■ What to do: Only the lines from the one containing "the cloud in" to the end of the entries should be written out, each exactly as it stands, both ends included.

■ Information supplied:
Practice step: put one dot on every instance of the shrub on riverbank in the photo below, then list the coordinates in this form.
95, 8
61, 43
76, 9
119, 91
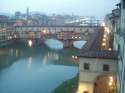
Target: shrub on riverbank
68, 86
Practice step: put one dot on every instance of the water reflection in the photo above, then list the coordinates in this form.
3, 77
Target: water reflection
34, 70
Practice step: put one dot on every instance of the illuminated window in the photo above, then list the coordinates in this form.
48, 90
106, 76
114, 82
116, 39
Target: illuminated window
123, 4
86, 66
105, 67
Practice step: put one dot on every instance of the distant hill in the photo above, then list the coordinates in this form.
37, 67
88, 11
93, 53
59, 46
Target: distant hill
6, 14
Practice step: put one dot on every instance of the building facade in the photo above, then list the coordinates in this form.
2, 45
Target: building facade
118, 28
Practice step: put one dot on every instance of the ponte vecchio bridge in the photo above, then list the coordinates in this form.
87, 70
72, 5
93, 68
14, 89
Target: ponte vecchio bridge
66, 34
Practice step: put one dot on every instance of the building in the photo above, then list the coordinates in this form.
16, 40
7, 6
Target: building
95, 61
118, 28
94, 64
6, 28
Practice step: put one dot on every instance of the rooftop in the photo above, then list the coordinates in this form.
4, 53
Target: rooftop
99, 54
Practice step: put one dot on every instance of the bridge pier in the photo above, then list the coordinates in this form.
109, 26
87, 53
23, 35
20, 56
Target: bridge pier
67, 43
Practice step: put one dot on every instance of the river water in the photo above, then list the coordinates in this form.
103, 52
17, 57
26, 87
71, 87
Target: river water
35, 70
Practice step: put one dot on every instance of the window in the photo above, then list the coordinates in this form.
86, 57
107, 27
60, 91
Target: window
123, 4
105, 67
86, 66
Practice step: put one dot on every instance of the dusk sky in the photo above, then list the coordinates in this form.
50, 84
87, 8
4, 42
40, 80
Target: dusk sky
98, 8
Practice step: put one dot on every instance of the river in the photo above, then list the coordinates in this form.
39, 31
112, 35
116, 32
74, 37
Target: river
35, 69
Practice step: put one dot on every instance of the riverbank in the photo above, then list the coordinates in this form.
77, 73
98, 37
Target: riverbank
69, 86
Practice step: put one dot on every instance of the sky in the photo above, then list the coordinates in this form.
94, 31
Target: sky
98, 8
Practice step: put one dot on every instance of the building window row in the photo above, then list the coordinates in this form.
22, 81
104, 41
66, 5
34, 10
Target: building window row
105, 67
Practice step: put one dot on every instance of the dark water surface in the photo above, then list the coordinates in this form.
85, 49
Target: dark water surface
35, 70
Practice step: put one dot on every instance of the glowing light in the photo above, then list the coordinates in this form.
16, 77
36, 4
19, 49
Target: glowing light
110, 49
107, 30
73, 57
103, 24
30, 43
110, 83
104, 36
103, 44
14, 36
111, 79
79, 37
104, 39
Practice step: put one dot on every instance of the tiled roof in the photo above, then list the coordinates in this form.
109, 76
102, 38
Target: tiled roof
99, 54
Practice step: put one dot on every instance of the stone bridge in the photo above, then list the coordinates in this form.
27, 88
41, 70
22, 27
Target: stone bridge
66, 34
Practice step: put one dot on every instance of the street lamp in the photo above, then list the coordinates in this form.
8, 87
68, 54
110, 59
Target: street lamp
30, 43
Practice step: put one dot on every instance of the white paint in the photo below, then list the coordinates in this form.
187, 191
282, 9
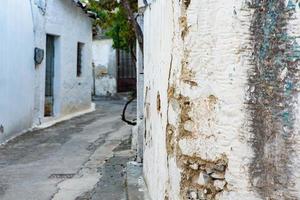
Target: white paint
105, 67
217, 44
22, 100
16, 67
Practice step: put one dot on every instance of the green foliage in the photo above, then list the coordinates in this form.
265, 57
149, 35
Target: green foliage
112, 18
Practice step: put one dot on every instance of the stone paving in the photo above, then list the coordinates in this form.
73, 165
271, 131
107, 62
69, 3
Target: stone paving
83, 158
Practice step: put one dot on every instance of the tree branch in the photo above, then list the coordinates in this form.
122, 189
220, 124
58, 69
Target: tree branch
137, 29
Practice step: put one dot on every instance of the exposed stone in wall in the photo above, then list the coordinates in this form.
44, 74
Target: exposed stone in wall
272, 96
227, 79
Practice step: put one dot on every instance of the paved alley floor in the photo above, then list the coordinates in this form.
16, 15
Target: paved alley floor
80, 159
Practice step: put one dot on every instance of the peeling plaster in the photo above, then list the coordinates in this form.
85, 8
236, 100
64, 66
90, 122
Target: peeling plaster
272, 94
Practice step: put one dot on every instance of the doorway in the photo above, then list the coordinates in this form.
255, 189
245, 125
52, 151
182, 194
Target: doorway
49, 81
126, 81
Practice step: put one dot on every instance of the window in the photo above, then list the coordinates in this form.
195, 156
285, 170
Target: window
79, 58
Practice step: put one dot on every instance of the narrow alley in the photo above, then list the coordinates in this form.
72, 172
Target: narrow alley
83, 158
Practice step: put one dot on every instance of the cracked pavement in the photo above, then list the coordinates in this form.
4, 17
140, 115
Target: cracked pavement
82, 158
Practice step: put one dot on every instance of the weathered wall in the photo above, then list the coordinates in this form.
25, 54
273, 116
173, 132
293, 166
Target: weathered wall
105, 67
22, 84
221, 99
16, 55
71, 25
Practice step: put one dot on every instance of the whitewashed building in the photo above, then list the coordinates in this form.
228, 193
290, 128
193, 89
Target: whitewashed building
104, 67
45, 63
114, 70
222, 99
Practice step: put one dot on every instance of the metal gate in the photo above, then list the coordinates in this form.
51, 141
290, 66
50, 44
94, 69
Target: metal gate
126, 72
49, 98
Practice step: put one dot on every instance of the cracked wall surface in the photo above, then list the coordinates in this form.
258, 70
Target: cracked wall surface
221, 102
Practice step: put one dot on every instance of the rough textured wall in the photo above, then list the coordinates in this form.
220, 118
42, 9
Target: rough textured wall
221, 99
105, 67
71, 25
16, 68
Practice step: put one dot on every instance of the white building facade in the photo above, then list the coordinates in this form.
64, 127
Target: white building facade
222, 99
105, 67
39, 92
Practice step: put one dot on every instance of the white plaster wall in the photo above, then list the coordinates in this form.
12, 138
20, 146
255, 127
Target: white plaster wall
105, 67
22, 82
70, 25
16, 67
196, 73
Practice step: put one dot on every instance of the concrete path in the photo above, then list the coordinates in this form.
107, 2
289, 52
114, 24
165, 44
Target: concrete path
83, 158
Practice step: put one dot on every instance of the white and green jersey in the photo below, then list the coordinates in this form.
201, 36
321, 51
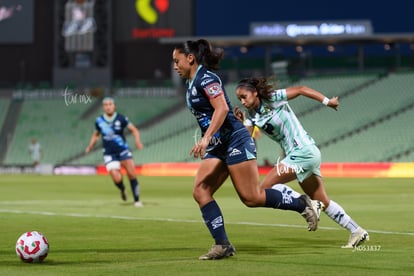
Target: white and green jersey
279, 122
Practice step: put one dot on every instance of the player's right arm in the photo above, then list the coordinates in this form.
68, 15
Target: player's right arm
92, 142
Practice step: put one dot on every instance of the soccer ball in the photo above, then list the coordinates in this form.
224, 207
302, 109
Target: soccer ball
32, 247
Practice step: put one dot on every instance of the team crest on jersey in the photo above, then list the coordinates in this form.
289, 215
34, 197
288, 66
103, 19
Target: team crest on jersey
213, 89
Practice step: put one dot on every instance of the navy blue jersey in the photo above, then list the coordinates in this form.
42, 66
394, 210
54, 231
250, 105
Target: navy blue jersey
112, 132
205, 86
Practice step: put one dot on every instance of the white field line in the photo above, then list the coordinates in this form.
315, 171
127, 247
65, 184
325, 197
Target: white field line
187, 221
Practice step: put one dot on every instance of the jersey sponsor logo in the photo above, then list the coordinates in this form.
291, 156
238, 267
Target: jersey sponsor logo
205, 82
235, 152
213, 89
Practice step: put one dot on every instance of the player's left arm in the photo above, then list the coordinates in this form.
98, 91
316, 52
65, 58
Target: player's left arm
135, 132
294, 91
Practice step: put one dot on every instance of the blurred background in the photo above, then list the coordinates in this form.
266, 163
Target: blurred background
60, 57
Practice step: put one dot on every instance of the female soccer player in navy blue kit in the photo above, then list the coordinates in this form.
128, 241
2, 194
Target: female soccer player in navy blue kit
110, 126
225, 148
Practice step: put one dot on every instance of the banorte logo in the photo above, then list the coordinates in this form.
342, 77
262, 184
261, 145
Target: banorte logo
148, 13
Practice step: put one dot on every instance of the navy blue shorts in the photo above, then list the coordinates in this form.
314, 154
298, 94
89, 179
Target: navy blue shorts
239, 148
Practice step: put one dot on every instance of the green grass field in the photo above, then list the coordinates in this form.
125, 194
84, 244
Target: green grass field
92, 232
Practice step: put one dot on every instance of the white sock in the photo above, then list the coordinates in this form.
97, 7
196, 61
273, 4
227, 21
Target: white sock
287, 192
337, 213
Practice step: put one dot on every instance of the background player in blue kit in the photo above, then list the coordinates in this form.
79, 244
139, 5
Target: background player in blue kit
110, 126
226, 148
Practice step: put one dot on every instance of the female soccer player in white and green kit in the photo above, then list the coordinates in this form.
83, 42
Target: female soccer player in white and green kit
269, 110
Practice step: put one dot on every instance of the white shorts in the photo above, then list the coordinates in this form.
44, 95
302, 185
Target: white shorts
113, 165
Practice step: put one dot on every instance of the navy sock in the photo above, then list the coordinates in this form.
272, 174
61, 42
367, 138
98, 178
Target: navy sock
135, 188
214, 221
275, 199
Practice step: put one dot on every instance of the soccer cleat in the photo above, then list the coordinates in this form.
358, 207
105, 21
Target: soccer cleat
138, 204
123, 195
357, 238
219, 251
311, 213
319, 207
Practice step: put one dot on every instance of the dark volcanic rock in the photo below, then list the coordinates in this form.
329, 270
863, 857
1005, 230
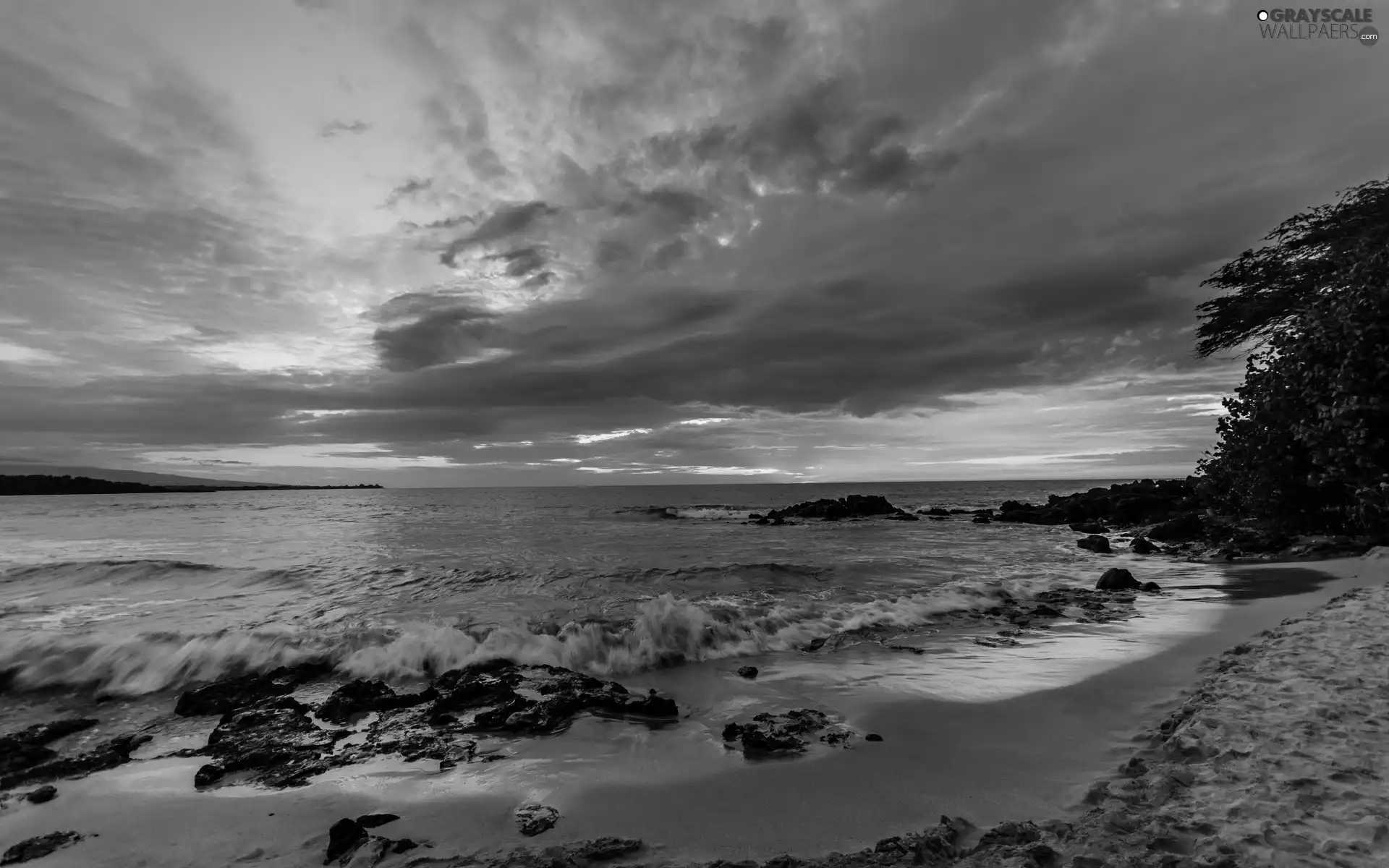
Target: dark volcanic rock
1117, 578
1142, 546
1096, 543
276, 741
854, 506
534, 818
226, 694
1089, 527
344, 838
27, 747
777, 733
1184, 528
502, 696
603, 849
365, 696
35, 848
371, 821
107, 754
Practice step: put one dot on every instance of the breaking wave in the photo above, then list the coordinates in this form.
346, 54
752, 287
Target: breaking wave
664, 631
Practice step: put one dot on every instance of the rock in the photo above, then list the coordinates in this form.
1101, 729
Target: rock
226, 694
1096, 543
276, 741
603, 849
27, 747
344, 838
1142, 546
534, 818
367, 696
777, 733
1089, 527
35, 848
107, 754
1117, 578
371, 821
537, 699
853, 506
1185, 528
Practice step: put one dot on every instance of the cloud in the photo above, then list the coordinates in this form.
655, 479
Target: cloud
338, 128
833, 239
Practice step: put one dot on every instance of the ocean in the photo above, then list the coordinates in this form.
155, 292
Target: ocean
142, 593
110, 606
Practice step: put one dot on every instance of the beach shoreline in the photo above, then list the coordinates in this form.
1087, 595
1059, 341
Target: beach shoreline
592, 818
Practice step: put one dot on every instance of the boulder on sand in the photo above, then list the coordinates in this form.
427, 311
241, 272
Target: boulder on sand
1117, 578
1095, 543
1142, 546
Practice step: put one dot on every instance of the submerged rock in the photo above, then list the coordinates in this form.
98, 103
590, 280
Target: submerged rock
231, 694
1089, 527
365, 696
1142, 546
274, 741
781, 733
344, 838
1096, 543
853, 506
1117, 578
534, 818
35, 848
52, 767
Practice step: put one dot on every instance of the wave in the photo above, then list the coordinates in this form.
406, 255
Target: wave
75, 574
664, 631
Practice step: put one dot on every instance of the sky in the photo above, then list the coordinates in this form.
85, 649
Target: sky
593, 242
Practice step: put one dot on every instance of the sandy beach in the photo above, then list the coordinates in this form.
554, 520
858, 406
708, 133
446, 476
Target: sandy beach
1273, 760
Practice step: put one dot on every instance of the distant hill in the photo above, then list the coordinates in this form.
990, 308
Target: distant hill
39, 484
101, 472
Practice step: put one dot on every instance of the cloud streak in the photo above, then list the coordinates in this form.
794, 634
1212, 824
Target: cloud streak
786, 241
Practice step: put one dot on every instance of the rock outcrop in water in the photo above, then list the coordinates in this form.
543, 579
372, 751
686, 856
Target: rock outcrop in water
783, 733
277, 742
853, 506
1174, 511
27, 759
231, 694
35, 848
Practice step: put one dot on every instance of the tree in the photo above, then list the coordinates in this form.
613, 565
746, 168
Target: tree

■ Solved exercise:
Practice step: put one dot on every instance of the cloud in the photo above, then list the coordinates in this form.
655, 479
Target: cloud
338, 128
833, 239
Practice step: put one dot on every instance of the ocean in the photo above, then list the coordinates in this form.
155, 292
Target: ocean
142, 593
110, 606
Practice step: put one dot on every instance of the beach shoreline in the photo above, then list the coordinates in this form.
1087, 595
1059, 341
Target: beach shoreline
592, 818
Practice step: put one dot on every instance of the boulder on sand in the photo above, then list the coordinates in this form.
427, 311
241, 272
Target: boulder on sand
1117, 578
1095, 543
1142, 546
Practice step: put one dot on every instance of the submerged rock in the photo above, then list the coordinates in this form.
98, 103
590, 280
Target: submerged rock
231, 694
1089, 527
365, 696
1142, 546
274, 741
781, 733
344, 838
1096, 543
853, 506
1117, 578
534, 818
35, 848
52, 767
Practice step: put one dot on every instance of the wave in the photo above, then list the coordinates in this form.
406, 255
Target: wave
75, 574
664, 631
Practice step: put one dot on every instance of the sky in the photo above, then list the coordinates in this form.
85, 649
Target: sky
593, 242
Practice step: put one dot on every instance of the sandy beach in the photo above, then list the coordinates in this form.
554, 520
858, 406
708, 133
446, 476
Target: sandy beach
1273, 760
Practice step: put one dot on every instance of the distant hill in the photo above, then list the coordinates in this form.
990, 308
Target: distant hill
39, 484
101, 472
Practice step: put one dot on every instance of the cloud streak in the photo above, then list the coordinates in this form.
794, 634
1212, 824
Target: cloud streak
786, 241
Practice step: put one dot on every instance of the rock outcrop in water in the photo above, then list the coordinates in this form.
543, 579
372, 751
686, 856
Target: rock outcrop in water
783, 733
277, 742
853, 506
1174, 511
27, 759
231, 694
35, 848
Practice step: put one dot on every instance of the tree in the photo above, then list the coordinates in this form.
613, 565
746, 168
Target: tree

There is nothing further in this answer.